• **SOURCE**
====
# Opinions on my cage set-up?



## SennieSky (Aug 27, 2013)

Hi everyone, I'm new to both the board and hedgehogs! I'm so delighted I found this forum as it has made my research much easier. 

So, we are renovating one of my Critter Nation cages for our new little boy, Ludwig.

We have attached full height plexiglass in the back to prevent drafts and 8" on the sides and the door. I'm already wondering if the 8" will be tall enough However, since he's only 6 weeks old and tiny, I figure it should work for awhile. Do you guys think 8" is high enough? If not, what would you recommend? I don't want to remove the air flow benefits of the cage, but don't want to take a chance on injury either!

My husband should be able to finish up his bucket wheel tonight. I currently have aspen shavings in the litter box, because that is what he was used to. I'm planning on changing to Yesterdays News soon. I'm also going to get another of the really small crocks, like the one I have his food in for water. I thought I had two, but can't find the second anywhere. Sigh.

Any other input would be greatly appreciated!

















And a couple pictures of the inhabitant because he's so darn cute!


----------



## ajweekley (Aug 8, 2013)

Wow, he is gorgeous! Such unique coloring!
====
(Detection examples)
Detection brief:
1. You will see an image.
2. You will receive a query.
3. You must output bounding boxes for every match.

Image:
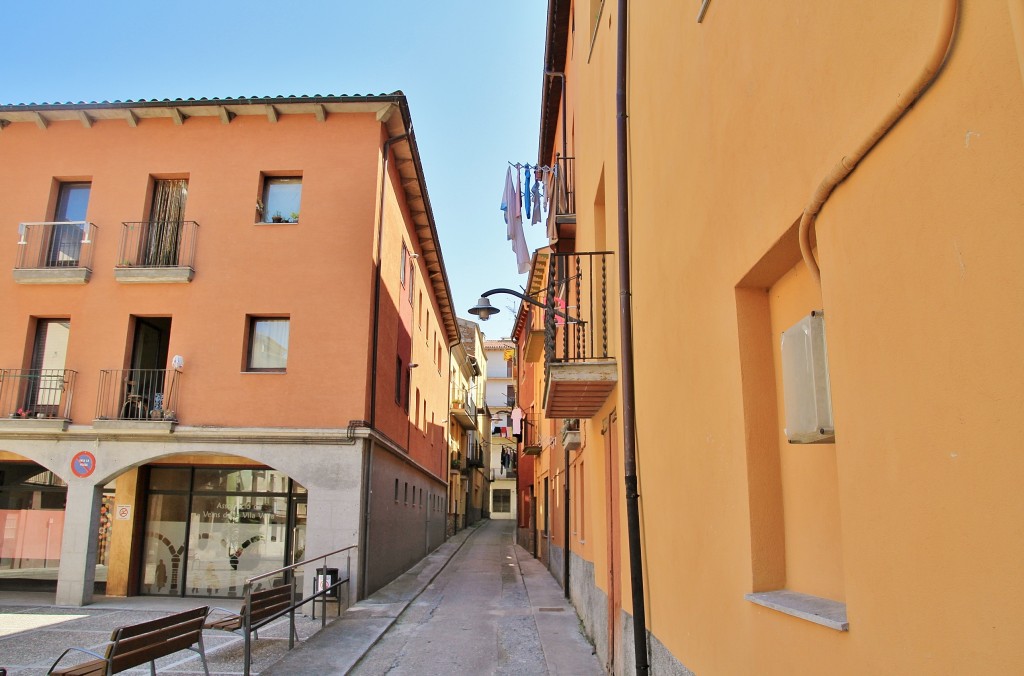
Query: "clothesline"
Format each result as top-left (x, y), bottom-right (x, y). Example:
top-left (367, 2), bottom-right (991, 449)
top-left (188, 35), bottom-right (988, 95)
top-left (509, 162), bottom-right (558, 174)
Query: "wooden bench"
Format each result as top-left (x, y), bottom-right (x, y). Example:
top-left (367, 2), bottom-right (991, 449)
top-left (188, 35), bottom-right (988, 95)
top-left (203, 585), bottom-right (294, 639)
top-left (46, 605), bottom-right (210, 676)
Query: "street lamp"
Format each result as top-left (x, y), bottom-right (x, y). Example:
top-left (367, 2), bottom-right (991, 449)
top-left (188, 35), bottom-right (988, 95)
top-left (469, 289), bottom-right (583, 324)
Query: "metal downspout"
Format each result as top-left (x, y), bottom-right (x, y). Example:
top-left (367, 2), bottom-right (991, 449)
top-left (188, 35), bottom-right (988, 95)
top-left (798, 0), bottom-right (959, 289)
top-left (609, 0), bottom-right (649, 676)
top-left (370, 134), bottom-right (409, 428)
top-left (361, 134), bottom-right (409, 598)
top-left (562, 432), bottom-right (572, 599)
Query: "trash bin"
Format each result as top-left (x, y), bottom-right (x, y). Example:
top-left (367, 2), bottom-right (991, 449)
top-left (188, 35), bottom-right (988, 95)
top-left (313, 568), bottom-right (340, 598)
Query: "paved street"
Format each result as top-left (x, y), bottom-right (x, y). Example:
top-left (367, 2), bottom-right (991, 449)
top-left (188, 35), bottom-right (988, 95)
top-left (0, 592), bottom-right (334, 676)
top-left (0, 521), bottom-right (602, 676)
top-left (352, 521), bottom-right (601, 676)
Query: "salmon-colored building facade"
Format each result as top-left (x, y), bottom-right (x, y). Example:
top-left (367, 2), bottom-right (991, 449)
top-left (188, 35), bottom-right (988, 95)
top-left (0, 92), bottom-right (459, 603)
top-left (516, 0), bottom-right (1024, 674)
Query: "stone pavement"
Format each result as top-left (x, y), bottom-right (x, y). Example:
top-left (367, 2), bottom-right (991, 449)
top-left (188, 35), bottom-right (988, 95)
top-left (264, 521), bottom-right (603, 676)
top-left (0, 521), bottom-right (603, 676)
top-left (0, 592), bottom-right (336, 676)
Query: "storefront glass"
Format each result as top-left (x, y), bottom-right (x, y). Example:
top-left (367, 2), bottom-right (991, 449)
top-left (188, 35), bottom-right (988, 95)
top-left (141, 467), bottom-right (305, 597)
top-left (0, 462), bottom-right (114, 593)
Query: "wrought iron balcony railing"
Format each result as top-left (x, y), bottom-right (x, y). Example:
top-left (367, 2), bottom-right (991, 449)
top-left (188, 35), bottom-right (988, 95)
top-left (96, 369), bottom-right (181, 421)
top-left (544, 251), bottom-right (617, 419)
top-left (14, 220), bottom-right (96, 282)
top-left (544, 251), bottom-right (612, 364)
top-left (116, 220), bottom-right (199, 282)
top-left (0, 369), bottom-right (78, 420)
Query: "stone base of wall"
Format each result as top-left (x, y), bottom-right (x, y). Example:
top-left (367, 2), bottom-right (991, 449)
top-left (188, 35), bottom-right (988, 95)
top-left (515, 527), bottom-right (534, 554)
top-left (569, 547), bottom-right (694, 676)
top-left (444, 514), bottom-right (466, 538)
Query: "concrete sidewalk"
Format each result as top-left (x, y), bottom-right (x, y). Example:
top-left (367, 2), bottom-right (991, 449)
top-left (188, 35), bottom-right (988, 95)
top-left (0, 521), bottom-right (603, 676)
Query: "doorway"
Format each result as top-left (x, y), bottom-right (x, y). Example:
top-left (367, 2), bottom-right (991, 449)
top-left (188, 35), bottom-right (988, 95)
top-left (46, 183), bottom-right (92, 267)
top-left (24, 320), bottom-right (71, 418)
top-left (121, 316), bottom-right (171, 419)
top-left (139, 178), bottom-right (188, 267)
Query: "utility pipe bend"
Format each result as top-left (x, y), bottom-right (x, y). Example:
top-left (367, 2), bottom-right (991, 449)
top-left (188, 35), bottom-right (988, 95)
top-left (799, 0), bottom-right (959, 289)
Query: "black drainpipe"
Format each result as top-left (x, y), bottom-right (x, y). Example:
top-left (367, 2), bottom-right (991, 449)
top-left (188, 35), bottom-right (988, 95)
top-left (609, 0), bottom-right (649, 676)
top-left (362, 134), bottom-right (409, 598)
top-left (370, 134), bottom-right (412, 428)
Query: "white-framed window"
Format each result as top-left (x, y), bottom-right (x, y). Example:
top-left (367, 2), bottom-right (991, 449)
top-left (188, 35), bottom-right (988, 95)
top-left (257, 176), bottom-right (302, 223)
top-left (246, 316), bottom-right (291, 373)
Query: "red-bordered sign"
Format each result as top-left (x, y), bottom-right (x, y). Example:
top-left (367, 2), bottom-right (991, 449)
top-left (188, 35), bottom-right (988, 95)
top-left (71, 451), bottom-right (96, 478)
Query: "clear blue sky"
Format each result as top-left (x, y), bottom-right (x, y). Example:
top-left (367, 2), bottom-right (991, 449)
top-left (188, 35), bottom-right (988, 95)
top-left (0, 0), bottom-right (547, 338)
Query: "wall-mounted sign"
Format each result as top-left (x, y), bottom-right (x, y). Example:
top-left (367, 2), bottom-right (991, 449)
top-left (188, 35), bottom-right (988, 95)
top-left (71, 451), bottom-right (96, 478)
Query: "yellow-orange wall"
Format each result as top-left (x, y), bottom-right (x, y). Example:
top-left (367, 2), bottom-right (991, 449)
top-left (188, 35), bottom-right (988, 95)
top-left (540, 0), bottom-right (1024, 674)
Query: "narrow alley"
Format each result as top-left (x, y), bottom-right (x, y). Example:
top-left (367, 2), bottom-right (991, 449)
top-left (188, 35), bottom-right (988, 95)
top-left (352, 521), bottom-right (601, 676)
top-left (265, 520), bottom-right (603, 676)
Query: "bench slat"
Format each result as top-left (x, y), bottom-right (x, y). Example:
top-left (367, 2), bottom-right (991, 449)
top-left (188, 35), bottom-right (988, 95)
top-left (50, 606), bottom-right (209, 676)
top-left (50, 660), bottom-right (106, 676)
top-left (114, 630), bottom-right (201, 673)
top-left (112, 605), bottom-right (210, 640)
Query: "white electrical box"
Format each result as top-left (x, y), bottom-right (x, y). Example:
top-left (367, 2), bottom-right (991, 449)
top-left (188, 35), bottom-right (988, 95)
top-left (782, 310), bottom-right (836, 443)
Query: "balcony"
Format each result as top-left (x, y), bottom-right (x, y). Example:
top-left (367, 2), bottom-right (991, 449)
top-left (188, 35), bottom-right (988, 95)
top-left (14, 220), bottom-right (96, 284)
top-left (0, 369), bottom-right (78, 430)
top-left (114, 220), bottom-right (199, 284)
top-left (452, 391), bottom-right (476, 429)
top-left (93, 369), bottom-right (181, 431)
top-left (522, 418), bottom-right (544, 456)
top-left (490, 466), bottom-right (516, 481)
top-left (544, 252), bottom-right (618, 419)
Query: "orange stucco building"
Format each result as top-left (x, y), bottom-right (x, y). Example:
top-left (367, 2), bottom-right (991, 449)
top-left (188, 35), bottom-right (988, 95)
top-left (0, 92), bottom-right (459, 603)
top-left (516, 0), bottom-right (1024, 674)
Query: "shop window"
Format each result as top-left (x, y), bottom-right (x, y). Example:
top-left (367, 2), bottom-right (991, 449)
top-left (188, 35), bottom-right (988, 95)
top-left (246, 316), bottom-right (289, 373)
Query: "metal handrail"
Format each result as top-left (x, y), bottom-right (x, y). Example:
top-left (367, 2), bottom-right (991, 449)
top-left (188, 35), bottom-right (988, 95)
top-left (242, 545), bottom-right (357, 676)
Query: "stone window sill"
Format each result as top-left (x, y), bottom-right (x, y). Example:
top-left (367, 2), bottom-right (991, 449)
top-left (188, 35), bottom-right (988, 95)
top-left (744, 589), bottom-right (850, 631)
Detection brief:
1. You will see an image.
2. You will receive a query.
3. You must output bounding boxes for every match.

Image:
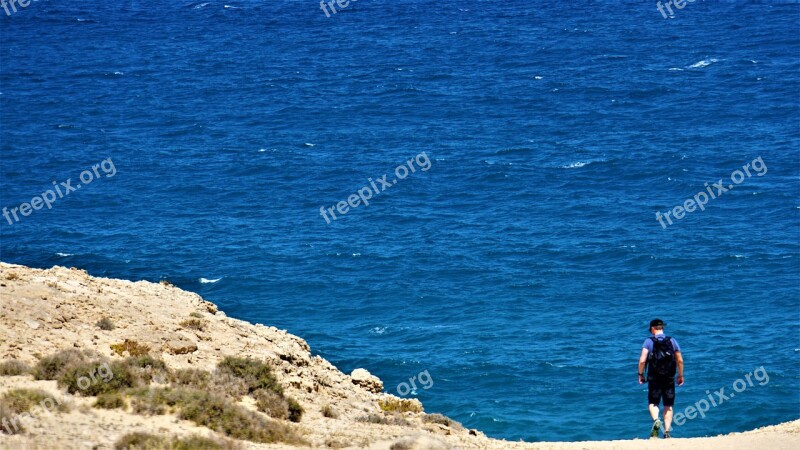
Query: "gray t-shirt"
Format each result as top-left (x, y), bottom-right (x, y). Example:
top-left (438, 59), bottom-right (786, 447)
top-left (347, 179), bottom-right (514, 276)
top-left (642, 334), bottom-right (681, 355)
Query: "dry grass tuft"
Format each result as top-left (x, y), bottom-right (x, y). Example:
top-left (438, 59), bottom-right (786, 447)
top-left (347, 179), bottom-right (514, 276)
top-left (422, 414), bottom-right (464, 430)
top-left (33, 349), bottom-right (87, 380)
top-left (217, 356), bottom-right (283, 394)
top-left (180, 319), bottom-right (206, 331)
top-left (356, 413), bottom-right (409, 426)
top-left (97, 317), bottom-right (116, 331)
top-left (0, 359), bottom-right (31, 377)
top-left (111, 339), bottom-right (150, 356)
top-left (114, 433), bottom-right (242, 450)
top-left (320, 405), bottom-right (339, 419)
top-left (92, 392), bottom-right (128, 409)
top-left (132, 388), bottom-right (305, 444)
top-left (378, 397), bottom-right (422, 413)
top-left (2, 389), bottom-right (69, 415)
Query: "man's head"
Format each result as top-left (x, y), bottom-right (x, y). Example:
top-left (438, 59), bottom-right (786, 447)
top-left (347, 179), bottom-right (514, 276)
top-left (650, 319), bottom-right (667, 334)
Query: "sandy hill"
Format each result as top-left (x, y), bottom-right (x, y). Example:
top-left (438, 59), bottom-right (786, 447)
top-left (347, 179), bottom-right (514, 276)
top-left (0, 263), bottom-right (800, 450)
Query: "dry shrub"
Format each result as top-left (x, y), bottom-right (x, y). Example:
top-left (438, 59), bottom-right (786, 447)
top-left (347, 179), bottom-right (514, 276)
top-left (217, 356), bottom-right (283, 394)
top-left (0, 359), bottom-right (31, 376)
top-left (180, 319), bottom-right (206, 331)
top-left (2, 389), bottom-right (69, 418)
top-left (93, 392), bottom-right (128, 409)
top-left (378, 397), bottom-right (422, 413)
top-left (320, 405), bottom-right (339, 419)
top-left (125, 355), bottom-right (170, 384)
top-left (114, 432), bottom-right (169, 450)
top-left (33, 348), bottom-right (87, 380)
top-left (356, 412), bottom-right (409, 426)
top-left (58, 361), bottom-right (135, 397)
top-left (111, 339), bottom-right (150, 356)
top-left (422, 414), bottom-right (464, 430)
top-left (0, 398), bottom-right (25, 434)
top-left (97, 317), bottom-right (116, 331)
top-left (132, 388), bottom-right (305, 444)
top-left (114, 433), bottom-right (241, 450)
top-left (253, 389), bottom-right (289, 420)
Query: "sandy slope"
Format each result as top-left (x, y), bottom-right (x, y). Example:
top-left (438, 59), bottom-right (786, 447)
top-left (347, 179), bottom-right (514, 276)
top-left (0, 263), bottom-right (800, 450)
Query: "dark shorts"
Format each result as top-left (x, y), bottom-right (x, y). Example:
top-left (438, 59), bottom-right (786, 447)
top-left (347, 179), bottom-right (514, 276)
top-left (647, 378), bottom-right (675, 406)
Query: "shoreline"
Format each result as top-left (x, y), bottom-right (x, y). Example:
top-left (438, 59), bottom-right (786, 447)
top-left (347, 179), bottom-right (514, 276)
top-left (0, 262), bottom-right (800, 450)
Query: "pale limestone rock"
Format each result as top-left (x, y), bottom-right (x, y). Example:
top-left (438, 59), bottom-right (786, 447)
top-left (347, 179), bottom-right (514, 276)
top-left (350, 369), bottom-right (383, 394)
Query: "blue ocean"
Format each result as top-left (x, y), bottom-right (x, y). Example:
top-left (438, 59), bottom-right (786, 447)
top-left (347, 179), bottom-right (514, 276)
top-left (0, 0), bottom-right (800, 441)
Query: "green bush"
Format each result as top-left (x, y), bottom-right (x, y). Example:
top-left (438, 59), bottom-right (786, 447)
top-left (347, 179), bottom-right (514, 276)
top-left (0, 359), bottom-right (31, 376)
top-left (217, 356), bottom-right (283, 394)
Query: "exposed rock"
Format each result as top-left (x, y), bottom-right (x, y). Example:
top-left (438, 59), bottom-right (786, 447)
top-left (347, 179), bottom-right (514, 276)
top-left (350, 369), bottom-right (383, 394)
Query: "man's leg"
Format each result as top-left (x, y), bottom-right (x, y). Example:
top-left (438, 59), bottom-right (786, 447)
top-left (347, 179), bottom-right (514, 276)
top-left (664, 406), bottom-right (672, 434)
top-left (647, 380), bottom-right (663, 438)
top-left (647, 403), bottom-right (658, 420)
top-left (664, 380), bottom-right (675, 438)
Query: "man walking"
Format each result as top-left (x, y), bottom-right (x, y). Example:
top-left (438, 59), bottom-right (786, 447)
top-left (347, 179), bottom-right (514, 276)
top-left (639, 319), bottom-right (684, 438)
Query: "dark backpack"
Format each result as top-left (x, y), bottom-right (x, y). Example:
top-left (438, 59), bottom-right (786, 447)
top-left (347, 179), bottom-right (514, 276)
top-left (647, 336), bottom-right (678, 379)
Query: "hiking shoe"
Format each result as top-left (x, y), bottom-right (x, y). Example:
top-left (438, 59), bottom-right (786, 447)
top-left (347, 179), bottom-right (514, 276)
top-left (650, 419), bottom-right (661, 438)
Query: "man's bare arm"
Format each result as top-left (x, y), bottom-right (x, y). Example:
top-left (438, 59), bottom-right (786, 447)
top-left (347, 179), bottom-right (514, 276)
top-left (639, 348), bottom-right (648, 384)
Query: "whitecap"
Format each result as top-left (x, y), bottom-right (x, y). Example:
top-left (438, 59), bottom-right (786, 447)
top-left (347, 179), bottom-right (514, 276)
top-left (689, 58), bottom-right (719, 69)
top-left (561, 161), bottom-right (592, 169)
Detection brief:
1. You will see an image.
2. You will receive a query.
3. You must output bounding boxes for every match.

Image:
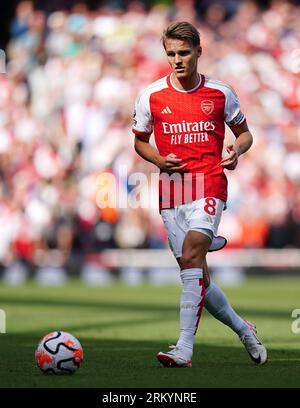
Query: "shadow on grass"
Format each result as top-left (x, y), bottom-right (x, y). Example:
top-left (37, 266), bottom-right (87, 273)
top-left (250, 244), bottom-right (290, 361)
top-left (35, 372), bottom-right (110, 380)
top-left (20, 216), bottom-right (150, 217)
top-left (0, 332), bottom-right (300, 388)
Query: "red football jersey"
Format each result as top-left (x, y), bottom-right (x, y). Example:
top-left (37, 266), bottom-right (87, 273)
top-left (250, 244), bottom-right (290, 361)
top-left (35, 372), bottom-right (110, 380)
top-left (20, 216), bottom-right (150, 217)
top-left (133, 75), bottom-right (245, 209)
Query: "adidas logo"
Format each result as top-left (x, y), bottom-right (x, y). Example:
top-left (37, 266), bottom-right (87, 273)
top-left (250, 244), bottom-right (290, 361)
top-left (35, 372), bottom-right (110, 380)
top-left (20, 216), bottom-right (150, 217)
top-left (161, 106), bottom-right (172, 114)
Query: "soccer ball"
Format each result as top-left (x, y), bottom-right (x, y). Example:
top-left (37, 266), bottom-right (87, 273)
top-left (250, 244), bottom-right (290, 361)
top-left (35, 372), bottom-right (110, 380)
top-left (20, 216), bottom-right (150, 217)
top-left (35, 331), bottom-right (83, 374)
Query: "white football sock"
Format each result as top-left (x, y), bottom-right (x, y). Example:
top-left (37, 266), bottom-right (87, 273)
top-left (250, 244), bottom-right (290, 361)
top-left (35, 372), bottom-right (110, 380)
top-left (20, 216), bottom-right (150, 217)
top-left (204, 282), bottom-right (249, 336)
top-left (177, 268), bottom-right (205, 359)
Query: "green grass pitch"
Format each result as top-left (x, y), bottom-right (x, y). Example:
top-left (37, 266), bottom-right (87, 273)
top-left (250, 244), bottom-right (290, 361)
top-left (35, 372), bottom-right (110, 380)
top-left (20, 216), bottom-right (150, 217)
top-left (0, 277), bottom-right (300, 388)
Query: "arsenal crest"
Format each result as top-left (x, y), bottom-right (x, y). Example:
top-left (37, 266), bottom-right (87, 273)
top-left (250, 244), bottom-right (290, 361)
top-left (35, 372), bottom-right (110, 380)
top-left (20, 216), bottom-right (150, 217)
top-left (201, 100), bottom-right (215, 115)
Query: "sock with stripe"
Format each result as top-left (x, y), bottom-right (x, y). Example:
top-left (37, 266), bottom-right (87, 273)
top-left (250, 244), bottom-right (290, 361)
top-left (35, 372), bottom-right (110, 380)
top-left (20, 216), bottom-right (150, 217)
top-left (176, 268), bottom-right (205, 359)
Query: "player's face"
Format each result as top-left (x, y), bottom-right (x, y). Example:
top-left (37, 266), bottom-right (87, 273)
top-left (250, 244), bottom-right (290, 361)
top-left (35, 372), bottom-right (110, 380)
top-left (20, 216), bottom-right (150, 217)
top-left (165, 38), bottom-right (201, 79)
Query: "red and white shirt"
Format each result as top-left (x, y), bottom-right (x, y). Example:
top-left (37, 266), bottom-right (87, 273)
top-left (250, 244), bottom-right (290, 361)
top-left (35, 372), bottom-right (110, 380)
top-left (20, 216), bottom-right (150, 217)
top-left (133, 74), bottom-right (245, 209)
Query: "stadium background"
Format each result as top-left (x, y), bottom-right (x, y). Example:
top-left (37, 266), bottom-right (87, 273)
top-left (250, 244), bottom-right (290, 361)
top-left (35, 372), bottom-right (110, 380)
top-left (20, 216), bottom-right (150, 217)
top-left (0, 0), bottom-right (300, 390)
====
• **TO-DO LIST**
a) Repeat the passage of the hedgehog cage thread from "We have attached" to "be greatly appreciated!".
b) List every part of the cage where the hedgehog cage thread says plexiglass was attached.
c) According to the hedgehog cage thread, how old is Ludwig?

• **TASK RESULTS**
a)
We have attached full height plexiglass in the back to prevent drafts and 8" on the sides and the door. I'm already wondering if the 8" will be tall enough However, since he's only 6 weeks old and tiny, I figure it should work for awhile. Do you guys think 8" is high enough? If not, what would you recommend? I don't want to remove the air flow benefits of the cage, but don't want to take a chance on injury either!

My husband should be able to finish up his bucket wheel tonight. I currently have aspen shavings in the litter box, because that is what he was used to. I'm planning on changing to Yesterdays News soon. I'm also going to get another of the really small crocks, like the one I have his food in for water. I thought I had two, but can't find the second anywhere. Sigh.

Any other input would be greatly appreciated!

b) The back, the sides, the door

c) He is 6 weeks old.